El Papa Francisco, el pasado domingo
Tras el rezo del ángelus el pasado domingo, el Papa Francisco recordó a los beatos Mateo Casals, Teófilo Casajús, Fernando Saperas y a sus 106 compañeros mártires, pertenecientes a la Congregación de los Claretianos, asesinados por odio a la fe durante los días de la persecución religiosa española, en 1936 y 1937.
“Su heroico ejemplo y su intercesión apoyen a los cristianos que también en nuestros días, en diversas partes del mundo, sufren discriminaciones y persecuciones”, declaró Francisco.
LOS BEATOS MÁRTIRES CLARETIANOS DE SALLENT
La comunidad claretiana de Sallent (Barcelona) en julio de 1936
Desde 1920 la comunidad claretiana de Sallent ocupaba la casa familiar del Santo (bajo estas líneas, edificio que se levantó sobre la casa de San Antonio Mª Claret), y en los años 30 puso un modesto colegio en el edificio adyacente.
En 1936 tenía como Superior al padre José Capdevila, y con él, en auténtica familia, al anciano padre Juan Mercer, al joven director del Colegio padre Jaume Payás y a los hermanos Marcelino Mur y Mariano Binefar, pequeña comunidad que abrirá la gloriosa página de los mártires vicenses.

• **Líneas del listado**:
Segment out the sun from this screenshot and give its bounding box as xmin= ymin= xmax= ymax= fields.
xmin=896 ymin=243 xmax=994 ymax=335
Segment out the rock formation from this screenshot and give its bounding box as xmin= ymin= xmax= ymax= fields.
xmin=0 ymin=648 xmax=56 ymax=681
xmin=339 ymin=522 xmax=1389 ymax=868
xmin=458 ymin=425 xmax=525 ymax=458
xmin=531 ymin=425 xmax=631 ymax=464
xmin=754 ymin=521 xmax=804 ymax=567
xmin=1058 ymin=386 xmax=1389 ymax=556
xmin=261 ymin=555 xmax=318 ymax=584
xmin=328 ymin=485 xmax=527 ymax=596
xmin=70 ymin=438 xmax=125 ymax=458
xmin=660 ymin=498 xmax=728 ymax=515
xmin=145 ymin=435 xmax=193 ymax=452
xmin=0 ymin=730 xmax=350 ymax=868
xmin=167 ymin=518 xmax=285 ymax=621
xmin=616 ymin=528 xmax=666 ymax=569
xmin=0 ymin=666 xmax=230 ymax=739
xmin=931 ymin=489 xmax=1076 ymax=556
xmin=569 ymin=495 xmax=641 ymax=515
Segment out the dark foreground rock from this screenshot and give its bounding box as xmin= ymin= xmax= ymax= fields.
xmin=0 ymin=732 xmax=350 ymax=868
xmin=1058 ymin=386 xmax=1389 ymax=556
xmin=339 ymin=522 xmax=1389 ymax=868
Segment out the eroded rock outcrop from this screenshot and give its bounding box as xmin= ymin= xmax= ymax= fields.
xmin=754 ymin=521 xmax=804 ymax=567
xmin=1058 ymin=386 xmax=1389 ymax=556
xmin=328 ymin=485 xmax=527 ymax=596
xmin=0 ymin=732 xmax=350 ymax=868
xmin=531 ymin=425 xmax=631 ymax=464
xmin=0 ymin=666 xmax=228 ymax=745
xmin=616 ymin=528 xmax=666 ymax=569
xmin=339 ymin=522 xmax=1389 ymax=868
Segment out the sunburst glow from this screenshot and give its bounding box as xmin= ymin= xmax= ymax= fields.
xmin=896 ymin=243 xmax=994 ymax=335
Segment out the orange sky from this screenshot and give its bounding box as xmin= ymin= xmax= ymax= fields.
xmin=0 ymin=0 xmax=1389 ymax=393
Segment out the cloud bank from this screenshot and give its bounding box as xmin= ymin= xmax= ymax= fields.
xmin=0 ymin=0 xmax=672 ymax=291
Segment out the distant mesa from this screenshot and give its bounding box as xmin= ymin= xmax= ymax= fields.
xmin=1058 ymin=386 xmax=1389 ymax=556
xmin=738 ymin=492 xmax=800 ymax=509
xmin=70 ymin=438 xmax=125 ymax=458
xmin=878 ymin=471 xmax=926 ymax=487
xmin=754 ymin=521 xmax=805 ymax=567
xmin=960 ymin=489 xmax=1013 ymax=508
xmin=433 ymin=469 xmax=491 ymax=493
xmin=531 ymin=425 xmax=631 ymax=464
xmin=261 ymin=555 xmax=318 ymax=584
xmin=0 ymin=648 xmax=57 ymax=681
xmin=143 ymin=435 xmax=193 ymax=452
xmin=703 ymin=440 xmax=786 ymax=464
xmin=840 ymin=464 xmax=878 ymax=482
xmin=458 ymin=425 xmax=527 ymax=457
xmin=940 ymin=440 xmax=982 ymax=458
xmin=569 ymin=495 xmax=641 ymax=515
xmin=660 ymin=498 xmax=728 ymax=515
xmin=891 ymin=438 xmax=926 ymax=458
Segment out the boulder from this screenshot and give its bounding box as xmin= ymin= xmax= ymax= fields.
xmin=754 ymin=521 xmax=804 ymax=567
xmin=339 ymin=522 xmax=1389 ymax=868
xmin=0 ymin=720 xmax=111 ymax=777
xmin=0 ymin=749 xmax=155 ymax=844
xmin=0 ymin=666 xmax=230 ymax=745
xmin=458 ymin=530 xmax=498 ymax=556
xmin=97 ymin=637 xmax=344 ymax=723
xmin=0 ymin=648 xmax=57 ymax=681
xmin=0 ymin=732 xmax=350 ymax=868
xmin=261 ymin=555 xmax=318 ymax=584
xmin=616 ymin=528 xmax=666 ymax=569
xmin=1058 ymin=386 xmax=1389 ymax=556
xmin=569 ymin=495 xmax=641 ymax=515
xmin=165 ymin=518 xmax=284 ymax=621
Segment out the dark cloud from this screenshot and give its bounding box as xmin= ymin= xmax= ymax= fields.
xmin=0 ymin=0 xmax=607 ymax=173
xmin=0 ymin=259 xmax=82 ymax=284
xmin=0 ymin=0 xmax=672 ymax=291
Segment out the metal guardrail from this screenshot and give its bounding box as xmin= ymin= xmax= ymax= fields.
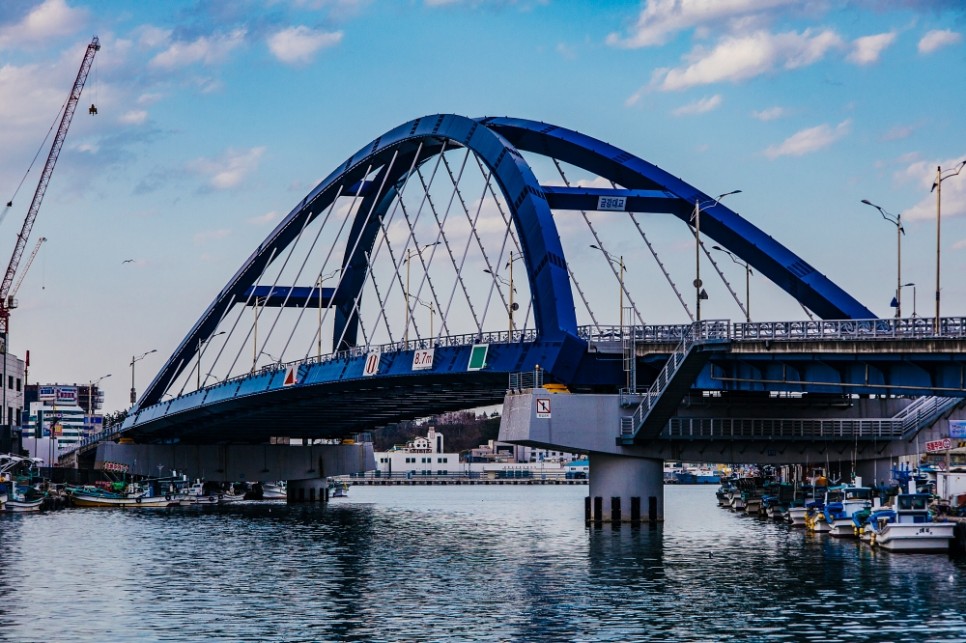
xmin=620 ymin=320 xmax=729 ymax=440
xmin=663 ymin=417 xmax=903 ymax=440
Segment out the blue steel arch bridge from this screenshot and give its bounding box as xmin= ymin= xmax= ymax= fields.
xmin=68 ymin=114 xmax=966 ymax=458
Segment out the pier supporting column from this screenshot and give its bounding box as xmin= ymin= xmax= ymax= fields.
xmin=586 ymin=453 xmax=664 ymax=523
xmin=855 ymin=458 xmax=892 ymax=487
xmin=286 ymin=478 xmax=329 ymax=504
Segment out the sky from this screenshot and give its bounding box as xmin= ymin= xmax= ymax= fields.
xmin=0 ymin=0 xmax=966 ymax=411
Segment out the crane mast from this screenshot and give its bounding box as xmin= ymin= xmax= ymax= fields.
xmin=7 ymin=237 xmax=47 ymax=308
xmin=0 ymin=36 xmax=101 ymax=344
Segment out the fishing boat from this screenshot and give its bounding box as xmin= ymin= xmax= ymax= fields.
xmin=67 ymin=483 xmax=180 ymax=509
xmin=824 ymin=480 xmax=872 ymax=538
xmin=329 ymin=480 xmax=349 ymax=498
xmin=865 ymin=493 xmax=956 ymax=553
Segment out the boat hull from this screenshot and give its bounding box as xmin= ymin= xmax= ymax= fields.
xmin=875 ymin=522 xmax=955 ymax=553
xmin=70 ymin=493 xmax=179 ymax=509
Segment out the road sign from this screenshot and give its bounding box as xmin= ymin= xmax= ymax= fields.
xmin=537 ymin=397 xmax=550 ymax=420
xmin=362 ymin=351 xmax=382 ymax=377
xmin=413 ymin=348 xmax=435 ymax=371
xmin=926 ymin=438 xmax=953 ymax=453
xmin=466 ymin=344 xmax=490 ymax=371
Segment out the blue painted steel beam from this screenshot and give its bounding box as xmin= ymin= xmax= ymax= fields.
xmin=481 ymin=117 xmax=876 ymax=319
xmin=541 ymin=185 xmax=694 ymax=216
xmin=239 ymin=286 xmax=335 ymax=308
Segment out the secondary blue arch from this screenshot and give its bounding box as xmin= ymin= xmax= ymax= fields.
xmin=481 ymin=117 xmax=877 ymax=319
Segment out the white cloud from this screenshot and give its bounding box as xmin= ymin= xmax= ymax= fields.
xmin=849 ymin=33 xmax=896 ymax=65
xmin=673 ymin=94 xmax=722 ymax=116
xmin=607 ymin=0 xmax=802 ymax=48
xmin=193 ymin=228 xmax=231 ymax=246
xmin=188 ymin=147 xmax=265 ymax=190
xmin=652 ymin=29 xmax=844 ymax=91
xmin=248 ymin=210 xmax=282 ymax=225
xmin=765 ymin=120 xmax=852 ymax=159
xmin=119 ymin=109 xmax=148 ymax=125
xmin=148 ymin=28 xmax=246 ymax=69
xmin=894 ymin=153 xmax=966 ymax=221
xmin=0 ymin=0 xmax=87 ymax=49
xmin=268 ymin=25 xmax=342 ymax=64
xmin=919 ymin=29 xmax=963 ymax=54
xmin=751 ymin=107 xmax=786 ymax=121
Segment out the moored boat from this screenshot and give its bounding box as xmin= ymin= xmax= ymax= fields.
xmin=866 ymin=493 xmax=956 ymax=553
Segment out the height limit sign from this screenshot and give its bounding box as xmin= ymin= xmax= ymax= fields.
xmin=537 ymin=397 xmax=550 ymax=420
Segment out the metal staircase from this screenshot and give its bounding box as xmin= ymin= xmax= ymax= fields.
xmin=617 ymin=320 xmax=731 ymax=446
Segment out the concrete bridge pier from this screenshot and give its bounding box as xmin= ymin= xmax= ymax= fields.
xmin=584 ymin=453 xmax=664 ymax=523
xmin=855 ymin=458 xmax=892 ymax=487
xmin=285 ymin=478 xmax=329 ymax=504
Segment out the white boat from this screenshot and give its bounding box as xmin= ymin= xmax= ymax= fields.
xmin=865 ymin=493 xmax=956 ymax=553
xmin=329 ymin=481 xmax=349 ymax=498
xmin=824 ymin=485 xmax=872 ymax=538
xmin=262 ymin=482 xmax=288 ymax=500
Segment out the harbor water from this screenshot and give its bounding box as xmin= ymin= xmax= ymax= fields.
xmin=0 ymin=485 xmax=966 ymax=643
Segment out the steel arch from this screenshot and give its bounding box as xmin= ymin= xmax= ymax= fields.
xmin=138 ymin=114 xmax=875 ymax=408
xmin=138 ymin=114 xmax=582 ymax=408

• **Enunciado 1**:
Responde estas preguntas sobre el texto de los mártires claretianos:
(a) ¿En qué años fueron asesinados los mártires claretianos?
(b) ¿Desde qué año ocupaba la comunidad claretiana de Sallent la casa familiar del Santo?
(c) ¿Quién era el Superior de la comunidad de Sallent en 1936?
• **Enunciado 2**:
Reproduce el fragmento del texto sobre los mártires claretianos que empieza con "LOS BEATOS MÁRTIRES" y sigue hasta "el edificio adyacente.".
• **Enunciado 3**:
Prosigue el texto sobre los mártires claretianos de Sallent a partir de su última oración.

• **Respuesta 1**:
(a) En 1936 y 1937.
(b) Desde 1920.
(c) El padre José Capdevila.

• **Respuesta 2**:
LOS BEATOS MÁRTIRES CLARETIANOS DE SALLENT
La comunidad claretiana de Sallent (Barcelona) en julio de 1936
Desde 1920 la comunidad claretiana de Sallent ocupaba la casa familiar del Santo (bajo estas líneas, edificio que se levantó sobre la casa de San Antonio Mª Claret), y en los años 30 puso un modesto colegio en el edificio adyacente.

• **Respuesta 3**:
En la mañana del 20 de julio se presentaba en la casa una patrulla de milicianos para hacer un registro, y a mediodía el Ayuntamiento ordenaba la inmediata salida de los claretianos.
Buscaron refugio en domicilios de la población, cuyos titulares se exponían a graves riesgos al acogerlos. En una pequeña ciudad el anonimato era imposible, y al poco serían denunciados, y por su único delito de ser religiosos, llevados a la cárcel, y de allí al cementerio.
P. José Capdevila Portet
El padre Capdevila y el padre Payás fueron bien acogidos en casa de la familia Soldevila, pero al entrar fueron reconocidos por varios niños alumnos del Colegio, por lo que hubo que extremar las precauciones, y, temiendo un registro, acordaron pasar la noche en la cueva de un huerto vecino.
A las dos de la tarde del siguiente día, 21 de julio, una patrulla llamó a la puerta diciendo iban en busca de armas. Doña Rosa, dueña de casa, logró entretenerlos mientras los padres, saltando por la escalera posterior, pudieron esconderse en el sótano.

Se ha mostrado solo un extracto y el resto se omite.